_Given information_.
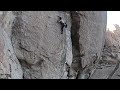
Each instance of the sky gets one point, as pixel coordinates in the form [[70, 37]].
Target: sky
[[113, 18]]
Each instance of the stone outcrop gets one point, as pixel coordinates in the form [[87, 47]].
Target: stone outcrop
[[40, 51]]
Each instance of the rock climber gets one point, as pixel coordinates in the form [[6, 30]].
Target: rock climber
[[63, 24]]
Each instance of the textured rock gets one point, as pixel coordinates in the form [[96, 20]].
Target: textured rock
[[10, 67], [32, 46], [92, 34], [39, 44]]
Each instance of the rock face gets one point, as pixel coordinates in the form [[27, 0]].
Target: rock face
[[34, 38], [10, 67]]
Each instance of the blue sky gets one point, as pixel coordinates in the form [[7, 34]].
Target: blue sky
[[113, 17]]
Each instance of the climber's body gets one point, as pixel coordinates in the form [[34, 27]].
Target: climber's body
[[63, 24]]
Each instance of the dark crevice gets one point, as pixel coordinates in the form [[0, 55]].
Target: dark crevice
[[75, 18]]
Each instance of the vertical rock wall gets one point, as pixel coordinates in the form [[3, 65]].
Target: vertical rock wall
[[32, 46]]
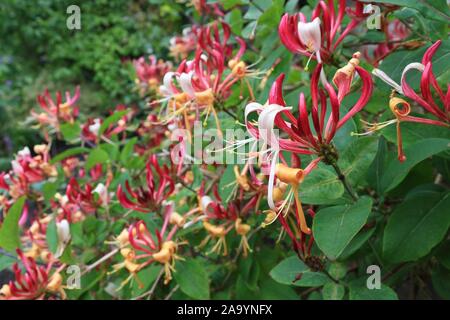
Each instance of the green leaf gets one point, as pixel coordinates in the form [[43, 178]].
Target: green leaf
[[227, 184], [49, 189], [192, 277], [115, 117], [357, 242], [357, 157], [397, 171], [337, 270], [321, 186], [395, 62], [52, 236], [96, 156], [335, 227], [361, 292], [127, 151], [428, 8], [378, 166], [416, 226], [146, 278], [287, 271], [69, 153], [9, 231], [440, 278], [6, 262], [271, 290], [234, 19], [333, 291], [70, 131]]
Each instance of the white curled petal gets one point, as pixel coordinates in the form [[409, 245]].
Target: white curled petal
[[271, 181], [414, 65], [388, 80], [310, 34], [205, 201], [185, 81], [63, 232], [266, 123], [166, 88]]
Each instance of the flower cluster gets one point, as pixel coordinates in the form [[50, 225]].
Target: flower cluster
[[120, 194]]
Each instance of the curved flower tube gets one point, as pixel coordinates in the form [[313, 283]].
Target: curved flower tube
[[159, 186], [37, 283], [439, 108]]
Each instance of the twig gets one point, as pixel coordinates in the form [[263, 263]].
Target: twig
[[104, 258], [149, 293], [344, 181], [172, 292]]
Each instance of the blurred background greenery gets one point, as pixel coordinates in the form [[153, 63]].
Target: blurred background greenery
[[38, 51]]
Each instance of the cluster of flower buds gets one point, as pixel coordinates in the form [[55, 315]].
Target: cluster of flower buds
[[320, 37], [159, 186], [26, 170], [150, 74], [38, 282], [56, 112], [91, 128], [181, 46], [395, 31], [139, 247], [203, 83]]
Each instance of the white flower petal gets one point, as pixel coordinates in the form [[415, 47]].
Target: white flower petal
[[310, 34], [185, 81]]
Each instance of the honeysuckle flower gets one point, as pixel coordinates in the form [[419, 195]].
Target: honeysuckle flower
[[218, 221], [34, 240], [102, 192], [203, 7], [299, 137], [90, 129], [27, 170], [38, 282], [181, 46], [159, 186], [63, 232], [438, 109], [320, 37], [84, 198], [155, 248], [57, 111], [150, 74], [394, 31]]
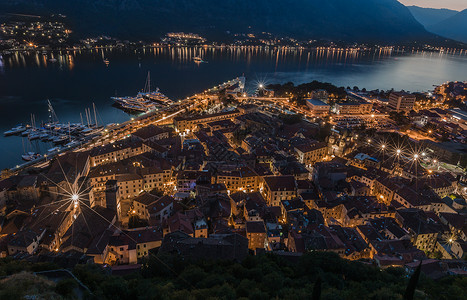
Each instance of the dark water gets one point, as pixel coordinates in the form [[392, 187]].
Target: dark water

_Problem to work on_.
Using the listing above, count the lines that contain the word "water" and state only that number.

_Exercise answer_.
2